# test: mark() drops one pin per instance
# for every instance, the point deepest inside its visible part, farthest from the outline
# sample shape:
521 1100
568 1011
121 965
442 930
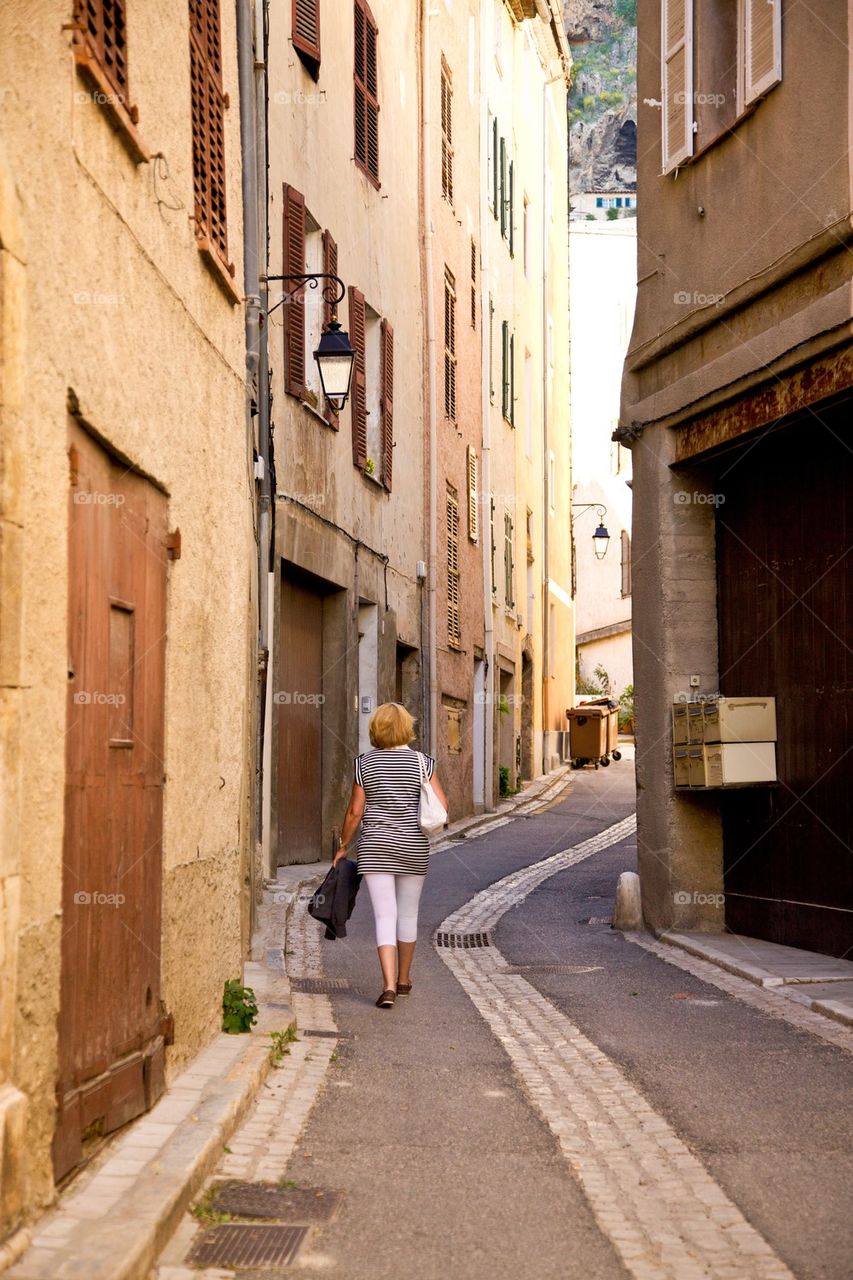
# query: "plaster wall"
109 309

● ● ● ●

Go through the listing above and list every line that has the word "instance".

# test: mark() drops one pin per instance
# for every instance, the point deepest inside its visible part, farthest from the outline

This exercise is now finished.